◆ Work required: In the records below, reproduce verbatim the lines between the one holding "Whereabouts in this frame is the river?" and the one holding "top-left (304, 0), bottom-right (489, 186)", inclusive.

◆ Provided data:
[START]
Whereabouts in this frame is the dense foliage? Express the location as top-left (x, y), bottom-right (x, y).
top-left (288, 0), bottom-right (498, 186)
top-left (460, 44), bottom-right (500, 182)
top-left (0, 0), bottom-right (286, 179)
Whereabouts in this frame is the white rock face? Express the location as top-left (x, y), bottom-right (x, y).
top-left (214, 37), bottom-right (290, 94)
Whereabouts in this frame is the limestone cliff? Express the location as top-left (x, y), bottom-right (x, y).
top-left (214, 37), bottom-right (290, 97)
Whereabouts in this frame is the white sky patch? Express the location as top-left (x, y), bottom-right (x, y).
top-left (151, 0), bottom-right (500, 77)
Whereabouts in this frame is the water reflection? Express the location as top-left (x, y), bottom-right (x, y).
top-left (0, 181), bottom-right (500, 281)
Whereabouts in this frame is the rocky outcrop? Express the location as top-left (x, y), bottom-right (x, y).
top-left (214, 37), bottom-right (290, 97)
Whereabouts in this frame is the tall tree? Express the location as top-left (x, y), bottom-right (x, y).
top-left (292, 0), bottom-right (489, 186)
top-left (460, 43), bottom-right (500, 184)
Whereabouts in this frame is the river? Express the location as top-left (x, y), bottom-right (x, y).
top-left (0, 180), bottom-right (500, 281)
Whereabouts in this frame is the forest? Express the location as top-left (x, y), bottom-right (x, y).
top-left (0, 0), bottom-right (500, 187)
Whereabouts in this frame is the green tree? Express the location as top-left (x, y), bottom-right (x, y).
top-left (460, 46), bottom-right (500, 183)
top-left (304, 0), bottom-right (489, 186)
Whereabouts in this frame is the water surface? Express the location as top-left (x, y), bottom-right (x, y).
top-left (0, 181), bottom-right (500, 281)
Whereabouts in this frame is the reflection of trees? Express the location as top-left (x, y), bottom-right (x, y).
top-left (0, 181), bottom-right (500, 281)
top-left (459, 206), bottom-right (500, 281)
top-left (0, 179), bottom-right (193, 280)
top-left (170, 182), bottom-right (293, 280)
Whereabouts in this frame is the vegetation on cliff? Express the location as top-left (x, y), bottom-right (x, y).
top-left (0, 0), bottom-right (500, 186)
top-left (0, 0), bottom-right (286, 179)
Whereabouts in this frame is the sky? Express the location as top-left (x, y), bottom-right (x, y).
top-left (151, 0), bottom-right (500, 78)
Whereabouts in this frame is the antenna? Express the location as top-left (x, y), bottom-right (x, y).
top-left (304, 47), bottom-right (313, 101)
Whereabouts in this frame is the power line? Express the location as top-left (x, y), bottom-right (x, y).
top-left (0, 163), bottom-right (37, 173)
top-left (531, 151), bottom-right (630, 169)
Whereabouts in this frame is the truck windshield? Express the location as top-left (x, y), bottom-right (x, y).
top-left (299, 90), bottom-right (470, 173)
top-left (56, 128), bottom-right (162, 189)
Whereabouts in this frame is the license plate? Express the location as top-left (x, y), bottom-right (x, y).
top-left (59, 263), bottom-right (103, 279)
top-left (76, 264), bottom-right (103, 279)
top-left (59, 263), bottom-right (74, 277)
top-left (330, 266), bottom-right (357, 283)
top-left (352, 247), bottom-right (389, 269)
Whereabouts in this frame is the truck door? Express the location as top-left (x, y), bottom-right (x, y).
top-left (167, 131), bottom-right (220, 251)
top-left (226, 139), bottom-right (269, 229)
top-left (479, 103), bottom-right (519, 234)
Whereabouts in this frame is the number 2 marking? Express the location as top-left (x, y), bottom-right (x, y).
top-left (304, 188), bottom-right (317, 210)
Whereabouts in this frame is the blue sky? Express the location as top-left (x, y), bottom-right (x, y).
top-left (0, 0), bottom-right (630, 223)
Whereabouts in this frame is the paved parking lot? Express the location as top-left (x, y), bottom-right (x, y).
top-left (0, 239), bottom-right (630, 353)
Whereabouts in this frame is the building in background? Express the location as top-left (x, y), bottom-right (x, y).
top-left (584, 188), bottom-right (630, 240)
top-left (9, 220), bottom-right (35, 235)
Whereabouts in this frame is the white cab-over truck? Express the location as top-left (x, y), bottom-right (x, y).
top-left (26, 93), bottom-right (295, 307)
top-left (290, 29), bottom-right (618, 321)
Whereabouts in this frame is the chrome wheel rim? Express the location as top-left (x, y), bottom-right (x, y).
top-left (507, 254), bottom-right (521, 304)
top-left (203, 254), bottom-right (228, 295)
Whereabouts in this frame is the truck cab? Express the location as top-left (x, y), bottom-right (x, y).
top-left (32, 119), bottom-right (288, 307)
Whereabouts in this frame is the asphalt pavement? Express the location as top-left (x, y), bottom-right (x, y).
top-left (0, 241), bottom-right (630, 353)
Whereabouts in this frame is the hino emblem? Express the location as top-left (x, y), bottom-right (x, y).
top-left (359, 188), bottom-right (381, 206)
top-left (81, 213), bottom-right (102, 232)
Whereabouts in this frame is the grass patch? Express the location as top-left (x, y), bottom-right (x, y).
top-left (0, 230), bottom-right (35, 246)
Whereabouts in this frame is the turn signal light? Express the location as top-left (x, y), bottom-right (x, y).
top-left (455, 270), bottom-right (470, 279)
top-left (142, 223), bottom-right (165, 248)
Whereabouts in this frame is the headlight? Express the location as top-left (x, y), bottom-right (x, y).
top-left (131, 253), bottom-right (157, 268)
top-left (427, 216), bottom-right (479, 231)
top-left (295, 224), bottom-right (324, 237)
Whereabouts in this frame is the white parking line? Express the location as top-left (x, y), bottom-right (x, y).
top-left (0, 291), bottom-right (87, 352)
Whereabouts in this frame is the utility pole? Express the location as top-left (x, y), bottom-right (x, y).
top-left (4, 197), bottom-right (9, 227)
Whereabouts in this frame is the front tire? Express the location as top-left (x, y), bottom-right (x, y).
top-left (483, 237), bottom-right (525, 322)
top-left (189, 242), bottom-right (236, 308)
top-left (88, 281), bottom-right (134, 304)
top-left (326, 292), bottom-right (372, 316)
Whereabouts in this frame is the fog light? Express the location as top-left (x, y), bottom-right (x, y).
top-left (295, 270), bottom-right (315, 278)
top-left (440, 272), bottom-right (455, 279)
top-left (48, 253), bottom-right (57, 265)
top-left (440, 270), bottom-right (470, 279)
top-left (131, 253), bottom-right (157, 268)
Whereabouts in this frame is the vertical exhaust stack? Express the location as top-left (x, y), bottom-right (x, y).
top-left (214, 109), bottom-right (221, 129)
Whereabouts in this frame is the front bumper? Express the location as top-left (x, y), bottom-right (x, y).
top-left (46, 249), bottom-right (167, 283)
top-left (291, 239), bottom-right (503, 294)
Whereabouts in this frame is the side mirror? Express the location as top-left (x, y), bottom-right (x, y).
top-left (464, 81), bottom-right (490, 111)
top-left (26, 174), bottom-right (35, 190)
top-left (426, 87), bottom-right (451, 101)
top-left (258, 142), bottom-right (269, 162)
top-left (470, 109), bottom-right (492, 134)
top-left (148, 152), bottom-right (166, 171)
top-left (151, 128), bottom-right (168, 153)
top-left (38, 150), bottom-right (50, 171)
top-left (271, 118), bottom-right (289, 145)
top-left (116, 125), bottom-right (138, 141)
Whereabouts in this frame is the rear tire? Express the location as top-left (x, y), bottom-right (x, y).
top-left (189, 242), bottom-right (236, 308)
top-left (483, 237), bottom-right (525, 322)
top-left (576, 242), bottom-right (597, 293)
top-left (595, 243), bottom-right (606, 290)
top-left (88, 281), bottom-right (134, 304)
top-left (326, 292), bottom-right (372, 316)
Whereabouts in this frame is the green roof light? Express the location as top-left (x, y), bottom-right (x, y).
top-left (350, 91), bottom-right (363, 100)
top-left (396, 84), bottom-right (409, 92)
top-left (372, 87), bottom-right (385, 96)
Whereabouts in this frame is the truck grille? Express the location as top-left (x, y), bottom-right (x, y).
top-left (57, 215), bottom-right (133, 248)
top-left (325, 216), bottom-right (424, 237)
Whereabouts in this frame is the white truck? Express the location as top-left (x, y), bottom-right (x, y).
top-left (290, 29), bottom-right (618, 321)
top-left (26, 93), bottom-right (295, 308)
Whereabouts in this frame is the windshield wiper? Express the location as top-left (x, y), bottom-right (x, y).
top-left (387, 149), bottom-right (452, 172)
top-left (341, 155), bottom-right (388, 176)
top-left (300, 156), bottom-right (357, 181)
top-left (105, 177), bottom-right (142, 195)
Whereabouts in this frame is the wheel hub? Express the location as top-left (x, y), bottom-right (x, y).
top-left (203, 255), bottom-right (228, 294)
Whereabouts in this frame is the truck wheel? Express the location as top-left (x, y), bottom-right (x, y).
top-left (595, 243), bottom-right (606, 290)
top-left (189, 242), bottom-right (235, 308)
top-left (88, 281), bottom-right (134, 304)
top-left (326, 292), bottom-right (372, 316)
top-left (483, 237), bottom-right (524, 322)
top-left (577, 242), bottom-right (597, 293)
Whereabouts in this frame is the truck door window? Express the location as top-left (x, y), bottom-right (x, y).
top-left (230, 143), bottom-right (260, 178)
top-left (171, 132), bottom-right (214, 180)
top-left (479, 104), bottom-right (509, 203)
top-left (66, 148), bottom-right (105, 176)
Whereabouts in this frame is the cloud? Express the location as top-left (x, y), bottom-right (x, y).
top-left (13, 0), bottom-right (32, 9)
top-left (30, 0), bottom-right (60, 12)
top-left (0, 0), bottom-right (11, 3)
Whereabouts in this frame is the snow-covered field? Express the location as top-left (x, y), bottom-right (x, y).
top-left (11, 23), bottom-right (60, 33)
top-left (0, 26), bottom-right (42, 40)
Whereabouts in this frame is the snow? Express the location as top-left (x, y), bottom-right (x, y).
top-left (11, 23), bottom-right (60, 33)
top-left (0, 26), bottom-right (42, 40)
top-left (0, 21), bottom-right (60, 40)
[END]
[START]
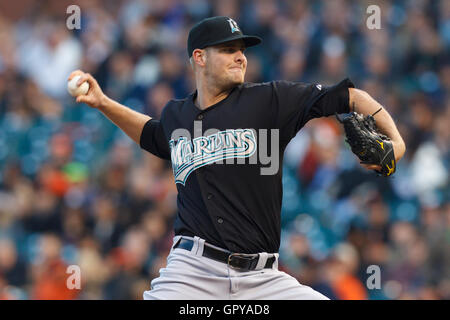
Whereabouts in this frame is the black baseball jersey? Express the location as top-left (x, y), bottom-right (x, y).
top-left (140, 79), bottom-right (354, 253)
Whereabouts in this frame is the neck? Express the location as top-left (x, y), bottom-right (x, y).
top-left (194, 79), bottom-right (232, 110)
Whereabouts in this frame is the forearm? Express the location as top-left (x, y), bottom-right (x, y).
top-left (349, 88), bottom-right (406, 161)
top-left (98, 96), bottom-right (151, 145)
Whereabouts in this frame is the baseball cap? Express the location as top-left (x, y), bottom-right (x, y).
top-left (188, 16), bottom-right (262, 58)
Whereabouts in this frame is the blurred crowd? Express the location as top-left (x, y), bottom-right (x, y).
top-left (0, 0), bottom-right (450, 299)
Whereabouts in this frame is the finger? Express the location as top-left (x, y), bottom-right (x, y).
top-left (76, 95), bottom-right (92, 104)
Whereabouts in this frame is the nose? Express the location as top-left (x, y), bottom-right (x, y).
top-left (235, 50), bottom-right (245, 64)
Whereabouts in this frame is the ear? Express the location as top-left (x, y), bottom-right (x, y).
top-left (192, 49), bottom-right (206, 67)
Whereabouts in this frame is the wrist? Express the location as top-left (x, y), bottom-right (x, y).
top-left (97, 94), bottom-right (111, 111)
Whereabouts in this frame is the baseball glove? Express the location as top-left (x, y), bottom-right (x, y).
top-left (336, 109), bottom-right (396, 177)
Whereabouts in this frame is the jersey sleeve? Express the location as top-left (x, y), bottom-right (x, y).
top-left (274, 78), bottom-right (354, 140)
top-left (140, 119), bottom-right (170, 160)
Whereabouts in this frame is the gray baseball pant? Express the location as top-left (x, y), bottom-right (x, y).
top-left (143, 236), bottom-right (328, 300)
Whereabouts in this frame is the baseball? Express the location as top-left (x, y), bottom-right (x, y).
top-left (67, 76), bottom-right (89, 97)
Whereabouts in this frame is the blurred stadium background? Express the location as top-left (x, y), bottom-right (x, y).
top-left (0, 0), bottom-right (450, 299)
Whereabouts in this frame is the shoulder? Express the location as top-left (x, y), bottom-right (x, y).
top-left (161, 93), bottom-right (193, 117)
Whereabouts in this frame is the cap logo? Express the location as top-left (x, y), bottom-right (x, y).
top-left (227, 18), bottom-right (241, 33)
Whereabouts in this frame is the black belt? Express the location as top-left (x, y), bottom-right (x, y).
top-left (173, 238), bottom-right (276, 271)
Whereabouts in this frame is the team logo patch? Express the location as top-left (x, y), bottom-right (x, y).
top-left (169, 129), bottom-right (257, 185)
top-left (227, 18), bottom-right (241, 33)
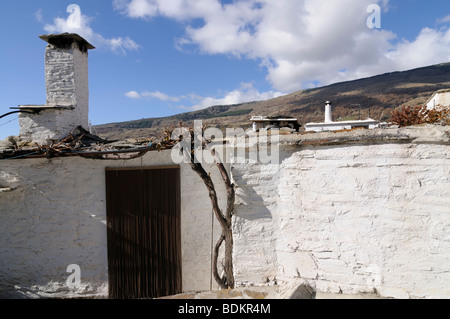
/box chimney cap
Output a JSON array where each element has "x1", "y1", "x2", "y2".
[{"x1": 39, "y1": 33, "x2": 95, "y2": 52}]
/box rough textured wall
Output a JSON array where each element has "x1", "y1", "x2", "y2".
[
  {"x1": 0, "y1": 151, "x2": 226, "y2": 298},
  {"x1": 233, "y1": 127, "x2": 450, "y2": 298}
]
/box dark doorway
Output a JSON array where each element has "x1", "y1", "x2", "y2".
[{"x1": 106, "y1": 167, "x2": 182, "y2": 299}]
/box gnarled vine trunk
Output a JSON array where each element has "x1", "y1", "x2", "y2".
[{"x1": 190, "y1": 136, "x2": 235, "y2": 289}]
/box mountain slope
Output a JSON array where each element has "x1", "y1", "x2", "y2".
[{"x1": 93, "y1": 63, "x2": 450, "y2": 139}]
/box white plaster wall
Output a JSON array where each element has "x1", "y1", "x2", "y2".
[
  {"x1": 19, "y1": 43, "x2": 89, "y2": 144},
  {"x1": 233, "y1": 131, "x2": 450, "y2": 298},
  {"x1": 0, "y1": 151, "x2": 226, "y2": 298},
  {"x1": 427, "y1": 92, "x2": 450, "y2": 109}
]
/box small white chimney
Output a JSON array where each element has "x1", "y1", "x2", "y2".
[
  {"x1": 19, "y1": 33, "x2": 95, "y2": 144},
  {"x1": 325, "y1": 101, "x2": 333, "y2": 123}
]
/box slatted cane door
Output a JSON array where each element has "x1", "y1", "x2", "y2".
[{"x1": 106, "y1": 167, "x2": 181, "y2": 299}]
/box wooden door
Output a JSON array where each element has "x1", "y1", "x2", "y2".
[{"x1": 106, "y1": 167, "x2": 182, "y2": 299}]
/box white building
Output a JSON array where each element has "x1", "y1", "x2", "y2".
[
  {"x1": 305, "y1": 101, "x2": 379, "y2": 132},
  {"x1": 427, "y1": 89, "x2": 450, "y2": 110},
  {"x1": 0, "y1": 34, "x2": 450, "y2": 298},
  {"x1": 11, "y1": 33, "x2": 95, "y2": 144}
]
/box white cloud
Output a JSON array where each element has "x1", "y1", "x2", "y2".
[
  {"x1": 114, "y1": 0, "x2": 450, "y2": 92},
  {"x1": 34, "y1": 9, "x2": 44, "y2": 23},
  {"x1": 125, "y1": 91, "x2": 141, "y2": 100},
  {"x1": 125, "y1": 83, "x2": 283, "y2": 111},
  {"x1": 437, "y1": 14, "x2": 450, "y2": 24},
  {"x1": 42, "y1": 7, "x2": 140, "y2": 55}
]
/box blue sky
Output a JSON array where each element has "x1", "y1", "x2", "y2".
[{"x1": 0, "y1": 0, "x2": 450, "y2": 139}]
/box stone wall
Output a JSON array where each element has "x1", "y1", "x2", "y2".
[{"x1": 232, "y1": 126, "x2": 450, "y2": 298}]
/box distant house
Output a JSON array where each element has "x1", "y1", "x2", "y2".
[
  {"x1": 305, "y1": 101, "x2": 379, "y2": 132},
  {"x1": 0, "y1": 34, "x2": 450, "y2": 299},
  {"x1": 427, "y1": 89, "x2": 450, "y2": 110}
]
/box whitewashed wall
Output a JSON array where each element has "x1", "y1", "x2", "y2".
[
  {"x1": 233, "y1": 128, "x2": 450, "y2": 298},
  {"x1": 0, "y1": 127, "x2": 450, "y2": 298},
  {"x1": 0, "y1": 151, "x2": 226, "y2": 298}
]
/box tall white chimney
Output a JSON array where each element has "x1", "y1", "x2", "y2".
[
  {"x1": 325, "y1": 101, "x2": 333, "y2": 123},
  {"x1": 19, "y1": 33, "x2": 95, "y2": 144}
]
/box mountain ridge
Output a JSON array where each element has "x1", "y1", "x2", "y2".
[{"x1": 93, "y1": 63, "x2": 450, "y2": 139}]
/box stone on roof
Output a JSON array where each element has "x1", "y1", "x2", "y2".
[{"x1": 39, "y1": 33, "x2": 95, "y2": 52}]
[END]
[START]
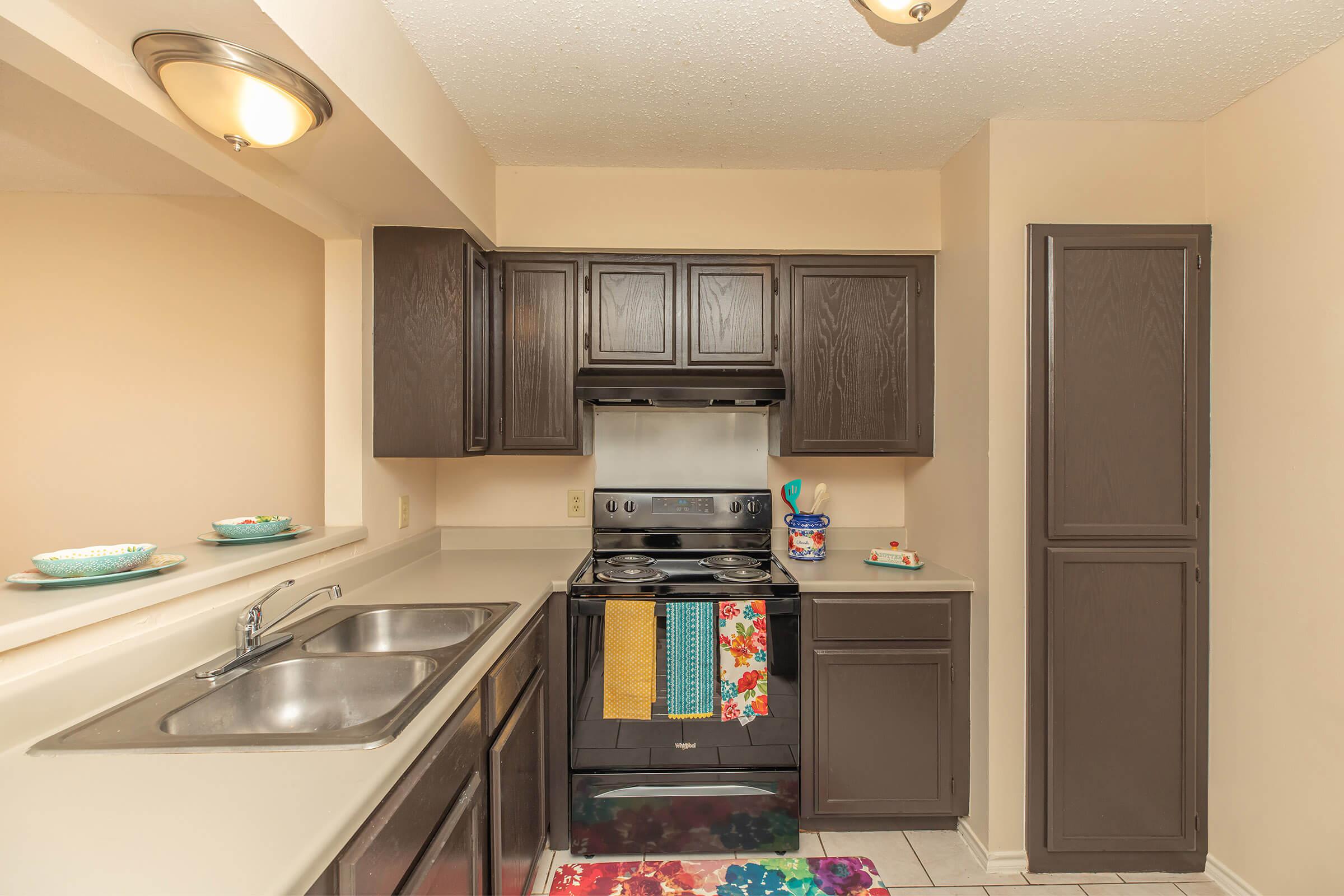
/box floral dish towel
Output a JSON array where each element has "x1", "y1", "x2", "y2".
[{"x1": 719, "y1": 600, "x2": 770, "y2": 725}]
[END]
◆ The output:
Whereabouts in this frame is the river? Express the location as top-left (x, y), bottom-right (x, y).
top-left (0, 180), bottom-right (500, 281)
Whereabouts in this frame is the forest? Express the location as top-left (x, y), bottom-right (x, y).
top-left (0, 0), bottom-right (500, 187)
Whereabouts in this frame is the green tree? Express the location as top-left (x, y), bottom-right (x, y).
top-left (460, 46), bottom-right (500, 183)
top-left (304, 0), bottom-right (489, 186)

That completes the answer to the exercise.